→ YOUR GOAL: Each line from the one containing "Target: blurred phone screen" through the last line of the records is to be repeated exactly, with all pictures left out.

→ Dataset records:
--- START ---

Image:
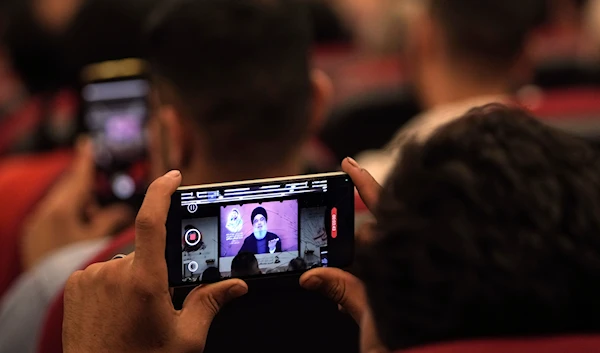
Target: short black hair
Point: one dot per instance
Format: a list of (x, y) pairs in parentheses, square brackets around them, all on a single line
[(244, 264), (490, 228), (241, 70), (259, 210), (492, 32)]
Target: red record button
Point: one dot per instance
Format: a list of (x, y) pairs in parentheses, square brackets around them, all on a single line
[(334, 223)]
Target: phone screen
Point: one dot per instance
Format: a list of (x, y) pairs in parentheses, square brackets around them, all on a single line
[(260, 228), (114, 115)]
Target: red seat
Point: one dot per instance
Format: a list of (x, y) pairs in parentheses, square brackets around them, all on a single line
[(51, 334), (23, 182), (575, 109), (561, 344)]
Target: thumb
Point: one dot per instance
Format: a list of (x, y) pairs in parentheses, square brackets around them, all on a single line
[(339, 286), (110, 219), (202, 305)]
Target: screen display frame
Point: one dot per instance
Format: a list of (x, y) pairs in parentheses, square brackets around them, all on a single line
[(132, 171), (334, 192)]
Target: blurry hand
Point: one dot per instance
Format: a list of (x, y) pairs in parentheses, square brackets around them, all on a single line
[(341, 287), (60, 218), (367, 187), (369, 191), (124, 305)]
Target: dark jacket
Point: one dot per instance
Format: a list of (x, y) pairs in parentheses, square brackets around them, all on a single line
[(251, 246)]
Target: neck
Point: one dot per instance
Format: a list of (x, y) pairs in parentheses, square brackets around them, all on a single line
[(201, 172), (451, 84)]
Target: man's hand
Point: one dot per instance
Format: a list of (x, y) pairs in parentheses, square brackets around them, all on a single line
[(59, 220), (124, 305), (366, 185), (340, 286), (273, 245), (369, 191)]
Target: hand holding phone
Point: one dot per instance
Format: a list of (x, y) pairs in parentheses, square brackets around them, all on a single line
[(114, 100), (260, 227)]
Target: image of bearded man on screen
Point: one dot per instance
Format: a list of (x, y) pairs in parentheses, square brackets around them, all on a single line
[(261, 241)]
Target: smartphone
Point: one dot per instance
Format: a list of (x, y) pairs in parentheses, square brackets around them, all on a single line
[(259, 228), (115, 108)]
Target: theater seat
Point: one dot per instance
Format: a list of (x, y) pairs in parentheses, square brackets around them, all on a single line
[(24, 181), (561, 344), (51, 334)]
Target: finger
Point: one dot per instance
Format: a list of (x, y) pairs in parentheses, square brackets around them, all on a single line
[(340, 286), (81, 178), (367, 187), (201, 306), (109, 220), (150, 231)]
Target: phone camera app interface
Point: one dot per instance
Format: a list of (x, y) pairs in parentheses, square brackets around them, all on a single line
[(256, 230)]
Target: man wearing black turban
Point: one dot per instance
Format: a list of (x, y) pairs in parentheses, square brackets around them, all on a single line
[(261, 241)]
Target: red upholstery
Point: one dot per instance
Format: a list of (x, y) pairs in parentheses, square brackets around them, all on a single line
[(565, 344), (51, 335), (23, 182), (566, 104)]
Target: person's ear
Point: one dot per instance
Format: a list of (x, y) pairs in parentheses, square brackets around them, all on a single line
[(174, 136), (322, 98)]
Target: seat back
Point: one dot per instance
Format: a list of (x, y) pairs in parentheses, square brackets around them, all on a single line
[(576, 110), (51, 333), (24, 181)]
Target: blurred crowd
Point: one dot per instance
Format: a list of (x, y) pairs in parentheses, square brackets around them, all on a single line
[(470, 128)]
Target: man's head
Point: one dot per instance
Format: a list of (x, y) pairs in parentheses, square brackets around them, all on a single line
[(488, 229), (235, 97), (244, 264), (259, 222), (297, 264), (479, 40)]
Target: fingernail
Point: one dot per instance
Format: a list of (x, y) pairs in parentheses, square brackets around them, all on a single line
[(353, 162), (313, 282), (174, 174), (237, 291)]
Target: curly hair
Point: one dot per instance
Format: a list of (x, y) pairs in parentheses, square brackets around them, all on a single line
[(490, 228)]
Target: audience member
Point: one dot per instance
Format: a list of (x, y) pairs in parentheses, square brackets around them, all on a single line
[(461, 54), (215, 117), (486, 230), (244, 264)]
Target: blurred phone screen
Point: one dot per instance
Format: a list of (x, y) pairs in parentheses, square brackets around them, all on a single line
[(114, 116)]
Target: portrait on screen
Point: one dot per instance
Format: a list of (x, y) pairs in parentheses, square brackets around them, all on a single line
[(259, 228)]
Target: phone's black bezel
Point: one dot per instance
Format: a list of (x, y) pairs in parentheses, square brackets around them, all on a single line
[(340, 249), (135, 201)]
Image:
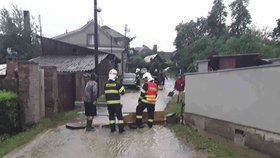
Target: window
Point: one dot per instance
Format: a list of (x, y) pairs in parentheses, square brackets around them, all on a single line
[(90, 39)]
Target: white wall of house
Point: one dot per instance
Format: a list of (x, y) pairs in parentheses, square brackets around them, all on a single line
[(202, 66), (249, 97)]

--- END ---

→ WRITTEN SOLUTION:
Target: blurred phone screen
Point: one dot per instance
Format: a list of (x, y) pairs in parentheses, square brackets around them, all on a single line
[(114, 116)]
Target: portrait on screen
Point: one dot per instance
Format: a list of (x, y) pairs in parentheses, square brackets around them, all on a single line
[(259, 228)]
Target: phone's black bezel
Point: one dot per instance
Format: a list of (x, y) pairs in parentheses, square brackets around them, all on a single line
[(340, 249), (135, 201)]
Image:
Target: window
Point: one dot per instance
Format: a list of (x, y) pairs in parentheses, square brackets around them, all on a single line
[(90, 39)]
Target: white wall of house
Point: one dot per instance
Format: a list of (x, y) pairs in parentheses, square brackets around them, all on a single line
[(202, 66), (249, 97)]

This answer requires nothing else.